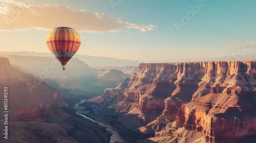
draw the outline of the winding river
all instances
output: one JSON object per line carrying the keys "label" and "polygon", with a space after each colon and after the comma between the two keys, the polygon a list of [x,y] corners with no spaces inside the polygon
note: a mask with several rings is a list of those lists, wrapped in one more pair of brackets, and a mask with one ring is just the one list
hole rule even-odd
{"label": "winding river", "polygon": [[[80,103],[75,104],[75,106],[74,107],[78,107],[78,105],[79,104],[82,103],[84,102],[84,101],[88,101],[88,99],[81,100],[81,102]],[[111,125],[110,125],[108,123],[103,123],[103,122],[97,122],[97,121],[95,121],[95,120],[94,120],[90,117],[86,116],[84,115],[81,114],[77,113],[77,114],[78,114],[81,116],[82,116],[84,118],[88,118],[88,119],[89,119],[93,122],[97,122],[97,123],[99,123],[99,125],[100,125],[106,127],[107,127],[106,130],[108,131],[110,131],[113,133],[113,135],[111,136],[111,137],[110,138],[110,143],[114,143],[116,141],[119,141],[120,142],[126,142],[126,141],[125,141],[123,139],[122,136],[118,134],[118,129],[113,127]]]}

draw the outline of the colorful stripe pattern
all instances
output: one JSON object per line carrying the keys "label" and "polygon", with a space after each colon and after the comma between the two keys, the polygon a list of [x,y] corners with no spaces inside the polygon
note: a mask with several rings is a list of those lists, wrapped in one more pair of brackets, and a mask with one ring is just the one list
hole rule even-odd
{"label": "colorful stripe pattern", "polygon": [[68,27],[58,27],[48,33],[46,44],[64,67],[78,50],[81,39],[75,30]]}

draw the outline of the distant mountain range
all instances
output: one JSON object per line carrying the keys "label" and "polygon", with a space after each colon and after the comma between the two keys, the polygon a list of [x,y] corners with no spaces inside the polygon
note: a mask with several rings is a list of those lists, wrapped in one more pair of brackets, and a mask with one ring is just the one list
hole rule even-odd
{"label": "distant mountain range", "polygon": [[[0,52],[0,55],[13,55],[22,56],[36,56],[54,57],[52,53],[36,53],[34,52]],[[93,57],[87,55],[75,55],[74,58],[77,58],[84,61],[90,66],[138,66],[139,62],[129,60],[119,59],[104,57]]]}

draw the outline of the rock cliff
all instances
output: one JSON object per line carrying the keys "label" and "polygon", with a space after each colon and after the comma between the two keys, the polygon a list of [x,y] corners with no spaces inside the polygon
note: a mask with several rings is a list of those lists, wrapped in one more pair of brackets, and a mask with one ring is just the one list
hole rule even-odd
{"label": "rock cliff", "polygon": [[124,113],[116,120],[123,128],[145,136],[173,132],[174,142],[185,142],[182,133],[209,142],[256,138],[254,61],[141,63],[102,94],[109,96],[101,101],[118,99],[109,108]]}
{"label": "rock cliff", "polygon": [[[8,90],[8,142],[109,142],[104,128],[66,107],[59,90],[15,67],[7,58],[0,57],[0,91],[4,93],[4,87]],[[3,96],[0,100],[4,101]],[[3,104],[0,103],[2,112]],[[3,120],[0,118],[0,123]]]}

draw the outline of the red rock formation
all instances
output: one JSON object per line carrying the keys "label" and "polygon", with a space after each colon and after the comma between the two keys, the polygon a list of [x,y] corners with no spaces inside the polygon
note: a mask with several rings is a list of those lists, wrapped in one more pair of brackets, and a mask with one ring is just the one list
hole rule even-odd
{"label": "red rock formation", "polygon": [[200,132],[210,142],[256,138],[255,62],[143,63],[125,83],[111,107],[126,112],[117,120],[126,128],[159,131],[153,121],[163,113],[175,120],[173,131]]}

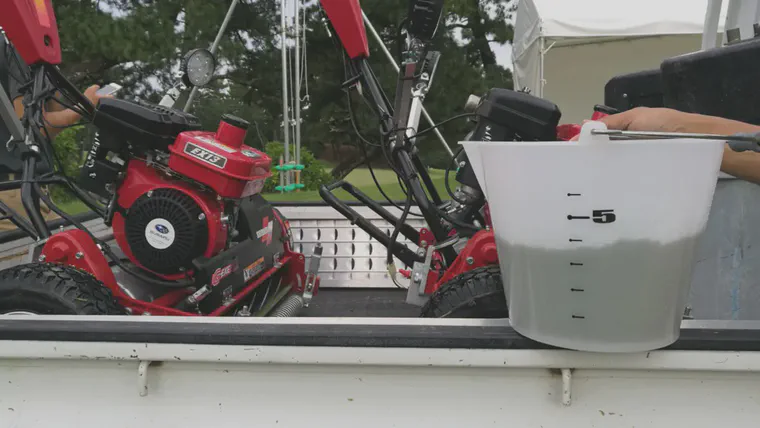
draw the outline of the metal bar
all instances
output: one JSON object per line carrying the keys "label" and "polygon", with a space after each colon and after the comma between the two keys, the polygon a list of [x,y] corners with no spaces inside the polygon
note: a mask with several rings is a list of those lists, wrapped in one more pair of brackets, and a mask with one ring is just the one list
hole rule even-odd
{"label": "metal bar", "polygon": [[[216,33],[216,39],[214,39],[214,43],[211,45],[211,53],[216,53],[216,49],[219,47],[219,43],[222,41],[222,36],[224,35],[224,31],[227,30],[227,25],[230,23],[230,19],[232,19],[232,14],[235,12],[235,6],[237,6],[238,1],[240,0],[232,0],[232,4],[230,5],[230,8],[227,9],[227,15],[224,17],[224,21],[222,21],[222,27],[219,28],[219,32]],[[187,96],[187,102],[185,103],[185,112],[190,111],[190,105],[193,103],[193,99],[195,98],[195,94],[198,92],[198,87],[193,86],[193,89],[190,90],[190,95]]]}
{"label": "metal bar", "polygon": [[380,244],[385,246],[388,249],[388,251],[390,251],[394,256],[396,256],[396,258],[398,258],[402,262],[411,266],[414,264],[414,262],[423,261],[423,258],[421,256],[417,255],[417,253],[410,250],[407,246],[402,245],[398,241],[396,241],[394,245],[391,246],[390,236],[388,236],[386,233],[380,230],[379,227],[372,224],[366,218],[359,215],[359,213],[357,213],[354,209],[346,205],[343,201],[338,199],[335,195],[332,194],[330,188],[328,188],[327,186],[321,186],[319,188],[319,195],[322,196],[322,199],[324,199],[325,202],[330,204],[330,206],[332,206],[336,211],[341,213],[347,219],[351,220],[352,223],[359,226],[359,228],[361,228],[363,231],[367,232],[368,235],[370,235],[372,238],[376,239]]}
{"label": "metal bar", "polygon": [[703,51],[717,47],[720,9],[722,6],[723,0],[708,0],[707,13],[705,13],[705,26],[702,31]]}
{"label": "metal bar", "polygon": [[[281,47],[282,52],[282,130],[285,145],[285,153],[283,154],[285,164],[290,162],[290,114],[288,112],[288,23],[285,19],[285,8],[287,7],[287,0],[280,2],[280,25],[282,26],[281,33]],[[281,171],[280,174],[285,176],[285,185],[290,184],[290,172]]]}
{"label": "metal bar", "polygon": [[11,141],[24,141],[24,126],[21,125],[21,121],[16,115],[16,109],[13,107],[13,100],[8,97],[5,90],[0,90],[0,120],[5,124],[11,134],[10,140],[0,141],[0,144],[3,145],[3,147],[0,147],[0,150],[5,150],[5,146]]}
{"label": "metal bar", "polygon": [[[380,37],[380,34],[377,33],[377,30],[375,30],[375,27],[372,25],[371,22],[369,22],[369,19],[367,18],[367,15],[362,11],[362,17],[364,18],[364,23],[367,25],[367,28],[369,28],[370,33],[372,33],[372,36],[375,38],[377,43],[380,45],[380,49],[385,54],[385,57],[388,58],[388,61],[391,63],[393,68],[396,70],[396,72],[399,72],[399,66],[396,63],[396,60],[393,58],[393,55],[390,53],[387,47],[385,47],[385,43],[383,43],[383,39]],[[425,120],[430,124],[430,126],[435,126],[435,122],[433,121],[433,118],[430,117],[430,114],[427,112],[425,107],[422,107],[422,115],[425,117]],[[451,148],[449,147],[449,143],[446,142],[446,139],[443,138],[443,134],[441,134],[441,131],[438,130],[438,128],[434,128],[433,132],[435,133],[436,137],[438,137],[438,140],[443,145],[443,148],[446,149],[446,151],[449,153],[449,156],[452,158],[454,157],[454,152],[451,151]]]}
{"label": "metal bar", "polygon": [[685,132],[644,132],[644,131],[619,131],[616,129],[592,129],[594,135],[610,135],[632,138],[696,138],[700,140],[727,140],[749,141],[760,144],[760,137],[754,135],[717,135],[717,134],[690,134]]}

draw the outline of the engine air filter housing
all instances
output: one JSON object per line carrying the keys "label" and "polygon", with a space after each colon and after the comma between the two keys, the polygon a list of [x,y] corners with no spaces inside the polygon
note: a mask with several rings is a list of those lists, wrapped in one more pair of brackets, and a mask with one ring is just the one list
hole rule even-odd
{"label": "engine air filter housing", "polygon": [[135,259],[153,272],[172,275],[189,268],[208,246],[208,220],[187,194],[156,189],[140,196],[125,216],[125,234]]}

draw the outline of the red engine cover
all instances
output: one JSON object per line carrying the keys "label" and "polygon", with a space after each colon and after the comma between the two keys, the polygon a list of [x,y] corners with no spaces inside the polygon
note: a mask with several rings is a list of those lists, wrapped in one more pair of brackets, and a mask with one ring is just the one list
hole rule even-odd
{"label": "red engine cover", "polygon": [[[221,127],[225,125],[222,122]],[[269,156],[246,145],[222,144],[217,135],[220,133],[204,131],[179,134],[169,147],[169,168],[209,186],[223,198],[240,199],[261,192],[272,175]]]}
{"label": "red engine cover", "polygon": [[348,56],[351,59],[368,58],[367,29],[364,28],[359,0],[320,0],[320,3]]}
{"label": "red engine cover", "polygon": [[[195,203],[203,210],[208,219],[208,246],[205,257],[213,257],[224,249],[227,243],[227,226],[222,223],[224,204],[218,201],[215,195],[198,192],[190,183],[180,180],[165,178],[154,169],[141,160],[131,160],[127,166],[126,179],[118,190],[118,205],[121,208],[128,209],[142,195],[156,189],[175,189],[190,196]],[[119,247],[124,254],[135,264],[143,269],[145,266],[135,258],[129,248],[127,236],[125,233],[125,219],[121,213],[117,212],[113,219],[113,235]],[[149,270],[149,269],[146,269]],[[184,275],[159,275],[165,279],[180,279]]]}
{"label": "red engine cover", "polygon": [[0,27],[27,64],[61,63],[58,24],[51,0],[0,0]]}

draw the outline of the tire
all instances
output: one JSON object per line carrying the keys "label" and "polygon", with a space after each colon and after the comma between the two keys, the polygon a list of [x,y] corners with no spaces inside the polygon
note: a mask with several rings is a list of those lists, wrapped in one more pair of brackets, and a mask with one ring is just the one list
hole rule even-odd
{"label": "tire", "polygon": [[32,263],[0,271],[0,315],[124,315],[102,282],[72,266]]}
{"label": "tire", "polygon": [[422,318],[509,318],[499,266],[465,272],[436,290]]}

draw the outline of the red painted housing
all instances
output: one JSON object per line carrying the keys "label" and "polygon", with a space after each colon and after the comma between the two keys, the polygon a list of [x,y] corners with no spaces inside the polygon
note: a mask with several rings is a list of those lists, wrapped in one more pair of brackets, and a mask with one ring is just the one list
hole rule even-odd
{"label": "red painted housing", "polygon": [[320,0],[349,58],[368,58],[369,43],[359,0]]}
{"label": "red painted housing", "polygon": [[[119,187],[118,204],[124,209],[128,209],[135,203],[137,198],[156,189],[175,189],[193,198],[196,204],[203,210],[208,219],[208,247],[203,253],[205,257],[213,257],[224,249],[227,243],[227,226],[222,223],[224,206],[221,201],[217,201],[215,195],[202,193],[194,188],[190,183],[181,180],[171,180],[159,175],[158,172],[145,164],[141,160],[131,160],[127,166],[126,179]],[[121,213],[114,214],[113,235],[119,248],[135,264],[141,266],[132,254],[127,242],[125,233],[125,219]],[[145,269],[148,270],[148,269]],[[173,280],[183,278],[184,275],[166,276],[159,275],[162,278]]]}
{"label": "red painted housing", "polygon": [[27,64],[61,63],[51,0],[0,0],[0,27]]}
{"label": "red painted housing", "polygon": [[[223,198],[240,199],[261,192],[264,181],[272,175],[269,171],[272,160],[244,145],[240,132],[230,128],[235,127],[222,122],[216,133],[189,131],[179,134],[169,146],[169,168],[209,186]],[[227,144],[217,136],[224,138],[222,141]]]}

(WHAT TO PRODUCE) Return, unchanged, everything from the line containing "draw the outline of the red painted housing" down to the final line of the entries, with both of those lines included.

(ANSWER TO THIS TASK)
draw the outline of the red painted housing
all instances
output: one JSON object per line carrying the keys "label" and "polygon", with a space after each colon and after the comma between the two keys, the polygon a list of [x,y] corners with no spaces inside the polygon
note: a mask with several rings is a list of those lists, wrapped in one more pair of brackets, and a mask with one ring is just the one list
hole rule even-odd
{"label": "red painted housing", "polygon": [[320,0],[349,58],[368,58],[369,43],[359,0]]}
{"label": "red painted housing", "polygon": [[[119,187],[118,204],[124,209],[128,209],[135,203],[137,198],[156,189],[175,189],[193,198],[196,204],[203,210],[208,219],[208,247],[203,253],[205,257],[213,257],[224,249],[227,243],[227,226],[222,223],[224,206],[221,201],[217,201],[215,195],[202,193],[194,188],[190,183],[181,180],[171,180],[159,175],[158,172],[145,164],[141,160],[131,160],[127,166],[126,179]],[[121,213],[114,214],[113,235],[119,248],[135,264],[141,266],[132,254],[127,242],[125,233],[125,219]],[[145,269],[148,270],[148,269]],[[173,280],[183,278],[184,275],[166,276],[159,275],[162,278]]]}
{"label": "red painted housing", "polygon": [[27,64],[61,63],[51,0],[0,0],[0,27]]}
{"label": "red painted housing", "polygon": [[[223,198],[240,199],[261,192],[264,181],[272,175],[269,171],[272,160],[244,145],[240,132],[230,128],[235,127],[222,122],[216,133],[189,131],[179,134],[169,146],[169,168],[209,186]],[[227,144],[217,136],[224,138],[222,141]]]}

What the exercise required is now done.